**Saved entries:**
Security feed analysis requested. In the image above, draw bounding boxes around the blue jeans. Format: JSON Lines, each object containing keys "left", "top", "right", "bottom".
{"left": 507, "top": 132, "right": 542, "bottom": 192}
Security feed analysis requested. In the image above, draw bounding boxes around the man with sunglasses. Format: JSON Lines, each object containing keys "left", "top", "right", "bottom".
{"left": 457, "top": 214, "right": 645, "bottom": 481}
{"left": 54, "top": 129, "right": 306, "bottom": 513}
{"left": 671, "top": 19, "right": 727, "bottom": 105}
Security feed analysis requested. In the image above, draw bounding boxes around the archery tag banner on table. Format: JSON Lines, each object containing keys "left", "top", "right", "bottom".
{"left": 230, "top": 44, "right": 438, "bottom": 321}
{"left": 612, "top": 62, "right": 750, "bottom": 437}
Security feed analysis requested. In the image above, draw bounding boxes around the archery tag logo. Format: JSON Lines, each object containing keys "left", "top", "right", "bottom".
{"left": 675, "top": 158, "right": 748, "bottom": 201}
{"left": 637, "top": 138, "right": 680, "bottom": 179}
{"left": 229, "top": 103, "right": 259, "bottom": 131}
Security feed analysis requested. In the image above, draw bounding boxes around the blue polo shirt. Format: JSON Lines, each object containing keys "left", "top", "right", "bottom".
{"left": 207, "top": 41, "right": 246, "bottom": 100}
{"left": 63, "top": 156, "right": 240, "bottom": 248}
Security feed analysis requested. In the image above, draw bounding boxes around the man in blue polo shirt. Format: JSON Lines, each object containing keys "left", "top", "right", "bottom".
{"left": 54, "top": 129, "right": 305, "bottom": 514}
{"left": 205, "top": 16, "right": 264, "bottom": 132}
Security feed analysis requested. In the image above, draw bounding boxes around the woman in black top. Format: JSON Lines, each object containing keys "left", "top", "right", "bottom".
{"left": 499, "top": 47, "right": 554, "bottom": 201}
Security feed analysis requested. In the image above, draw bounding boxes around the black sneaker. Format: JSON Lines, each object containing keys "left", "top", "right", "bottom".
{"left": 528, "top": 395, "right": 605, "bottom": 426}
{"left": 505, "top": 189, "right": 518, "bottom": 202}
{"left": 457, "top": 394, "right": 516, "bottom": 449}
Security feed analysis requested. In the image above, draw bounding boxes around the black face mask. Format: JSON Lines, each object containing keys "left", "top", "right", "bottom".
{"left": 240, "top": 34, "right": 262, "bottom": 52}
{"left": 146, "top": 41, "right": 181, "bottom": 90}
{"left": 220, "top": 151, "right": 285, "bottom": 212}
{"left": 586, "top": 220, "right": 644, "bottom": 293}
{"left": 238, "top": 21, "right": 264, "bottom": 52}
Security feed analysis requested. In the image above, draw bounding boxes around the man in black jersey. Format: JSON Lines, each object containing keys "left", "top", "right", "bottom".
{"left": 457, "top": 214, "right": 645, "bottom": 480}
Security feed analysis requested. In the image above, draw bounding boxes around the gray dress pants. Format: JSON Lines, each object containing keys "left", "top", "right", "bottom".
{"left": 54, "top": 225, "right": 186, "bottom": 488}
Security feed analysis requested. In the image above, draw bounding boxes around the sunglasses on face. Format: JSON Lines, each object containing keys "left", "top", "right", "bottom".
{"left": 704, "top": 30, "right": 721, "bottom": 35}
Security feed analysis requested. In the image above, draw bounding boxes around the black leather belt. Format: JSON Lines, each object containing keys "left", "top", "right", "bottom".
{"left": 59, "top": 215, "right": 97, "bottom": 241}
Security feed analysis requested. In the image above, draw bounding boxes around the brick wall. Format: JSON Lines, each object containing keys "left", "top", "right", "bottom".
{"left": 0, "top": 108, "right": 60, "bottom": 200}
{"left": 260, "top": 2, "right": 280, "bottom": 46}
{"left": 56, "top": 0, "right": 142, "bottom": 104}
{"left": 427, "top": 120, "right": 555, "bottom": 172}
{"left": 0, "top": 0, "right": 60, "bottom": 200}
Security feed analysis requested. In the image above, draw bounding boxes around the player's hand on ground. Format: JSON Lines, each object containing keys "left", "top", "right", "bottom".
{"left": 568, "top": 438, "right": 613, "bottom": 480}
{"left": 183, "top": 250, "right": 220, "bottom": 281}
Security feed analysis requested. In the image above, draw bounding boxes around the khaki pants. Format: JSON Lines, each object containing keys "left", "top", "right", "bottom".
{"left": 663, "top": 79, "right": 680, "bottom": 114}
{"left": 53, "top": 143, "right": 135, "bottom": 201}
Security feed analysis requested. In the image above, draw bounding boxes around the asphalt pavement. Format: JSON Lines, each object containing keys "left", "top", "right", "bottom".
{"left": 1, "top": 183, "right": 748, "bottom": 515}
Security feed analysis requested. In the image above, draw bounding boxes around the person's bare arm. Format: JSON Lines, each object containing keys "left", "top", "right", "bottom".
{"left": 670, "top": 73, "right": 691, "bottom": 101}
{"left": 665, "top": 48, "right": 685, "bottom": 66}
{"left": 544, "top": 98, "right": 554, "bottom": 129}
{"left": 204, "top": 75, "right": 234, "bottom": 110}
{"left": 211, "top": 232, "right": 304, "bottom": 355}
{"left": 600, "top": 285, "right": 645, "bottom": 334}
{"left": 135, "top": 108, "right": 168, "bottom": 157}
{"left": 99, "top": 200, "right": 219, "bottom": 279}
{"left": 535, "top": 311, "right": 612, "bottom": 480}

**Task item:**
Transcribe the records above exactly as they appear.

**Response below:**
Security feed analysis requested. In the image above, draw bounding boxes around the blue jeans. Format: JSON Lines, each object containing keys "left", "top", "right", "bottom".
{"left": 507, "top": 132, "right": 542, "bottom": 192}
Security feed analysis requested. In the image above, draw bounding boxes around the man with sunglasses. Format: JSON Lines, each object containing keys "left", "top", "right", "bottom".
{"left": 457, "top": 214, "right": 645, "bottom": 481}
{"left": 54, "top": 129, "right": 306, "bottom": 513}
{"left": 671, "top": 19, "right": 727, "bottom": 105}
Security feed analysis requested. In the image above, draw bounding boxes around the archery tag banner on table. Format: JSON Lines, each object containing keys "left", "top", "right", "bottom".
{"left": 230, "top": 44, "right": 438, "bottom": 321}
{"left": 612, "top": 62, "right": 750, "bottom": 437}
Security feed analysis requested. In the image above, draw bounding boxes around the archery tag logo. Format: JSON Lines, each object containing keys "left", "top", "right", "bottom".
{"left": 675, "top": 158, "right": 748, "bottom": 201}
{"left": 637, "top": 138, "right": 680, "bottom": 179}
{"left": 229, "top": 103, "right": 259, "bottom": 131}
Security feed analysis requested. In the image above, draw bounding boxes around the blue polo shirt. Format: JSON Lines, each object containing keys "left", "top", "right", "bottom".
{"left": 207, "top": 41, "right": 246, "bottom": 100}
{"left": 63, "top": 156, "right": 240, "bottom": 248}
Security feed analysis requested. In the image above, draw bounding boxes around the man in blue polo shirt. Format: JSON Lines, each object containing keys "left", "top", "right", "bottom".
{"left": 54, "top": 129, "right": 305, "bottom": 514}
{"left": 205, "top": 16, "right": 264, "bottom": 132}
Security feed analysis requested. In the image above, draw bounding boxes around the woman in black top. Format: JSON Lines, each object containing keys "left", "top", "right", "bottom".
{"left": 499, "top": 47, "right": 554, "bottom": 201}
Security feed analysis requested. In the image above, draw bounding boxes around the black sneaker. Format: JSON Lines, each object containing keys "left", "top", "right", "bottom".
{"left": 528, "top": 395, "right": 605, "bottom": 426}
{"left": 505, "top": 189, "right": 518, "bottom": 202}
{"left": 457, "top": 394, "right": 516, "bottom": 449}
Security feed analysis requested. In the image above, draw bounding boxes around the black face mask. Format: JSON Lines, each object containing keys "left", "top", "right", "bottom".
{"left": 240, "top": 34, "right": 262, "bottom": 52}
{"left": 146, "top": 41, "right": 181, "bottom": 90}
{"left": 220, "top": 151, "right": 285, "bottom": 212}
{"left": 586, "top": 220, "right": 644, "bottom": 293}
{"left": 238, "top": 21, "right": 264, "bottom": 52}
Security feed analysis requested. In the image above, draw bounding boxes around the man in black jersey. Format: JSON Lines, each object containing keys "left", "top", "right", "bottom".
{"left": 457, "top": 214, "right": 645, "bottom": 480}
Security feed analysis requested. In the image above, draw bounding boxes around the gray dress pants. Format: JSON Lines, each object containing keys "left", "top", "right", "bottom".
{"left": 54, "top": 225, "right": 186, "bottom": 488}
Security feed analysis requested. In the image above, draw bounding boxes around the sunglasses on face. Format: JSON Lines, each object containing keys "left", "top", "right", "bottom".
{"left": 704, "top": 30, "right": 721, "bottom": 35}
Security feed analysis requested. In the image above, draw bounding boxes around the black leather belt. Format: JSON Lines, each object containing keys "left", "top", "right", "bottom".
{"left": 59, "top": 215, "right": 97, "bottom": 241}
Security feed analysis requested. In the image above, draw bounding boxes around the brick wall. Format: JSON Lines, each object containing keys "left", "top", "right", "bottom".
{"left": 0, "top": 108, "right": 60, "bottom": 200}
{"left": 260, "top": 2, "right": 280, "bottom": 46}
{"left": 56, "top": 0, "right": 142, "bottom": 104}
{"left": 427, "top": 120, "right": 555, "bottom": 172}
{"left": 0, "top": 0, "right": 60, "bottom": 200}
Security feed analysis requested. In the image above, draw bounding boxes around the player's hand on ground. Format: JSON Lines, each object containing keys "left", "top", "right", "bottom".
{"left": 568, "top": 438, "right": 613, "bottom": 480}
{"left": 183, "top": 250, "right": 220, "bottom": 281}
Security feed analysis requested. In the image above, draw bounding boxes around the khaki pants. Format: JSON Lines, each object containing keys "left", "top", "right", "bottom".
{"left": 663, "top": 79, "right": 680, "bottom": 114}
{"left": 53, "top": 143, "right": 135, "bottom": 201}
Security feed analysis requested. In the image above, draw bounding boxes around the asphalt pavement. Format: JSON Lines, each object containing keys "left", "top", "right", "bottom".
{"left": 1, "top": 183, "right": 748, "bottom": 515}
Security feed analysis requested. In the image above, draw bounding boxes around the person's bare arm. Format: JSON Lines, each object containing keys "left", "top", "right", "bottom".
{"left": 670, "top": 73, "right": 691, "bottom": 101}
{"left": 665, "top": 48, "right": 685, "bottom": 66}
{"left": 544, "top": 98, "right": 554, "bottom": 129}
{"left": 204, "top": 75, "right": 234, "bottom": 110}
{"left": 211, "top": 232, "right": 304, "bottom": 355}
{"left": 600, "top": 285, "right": 645, "bottom": 334}
{"left": 135, "top": 108, "right": 168, "bottom": 157}
{"left": 99, "top": 200, "right": 219, "bottom": 279}
{"left": 535, "top": 311, "right": 612, "bottom": 480}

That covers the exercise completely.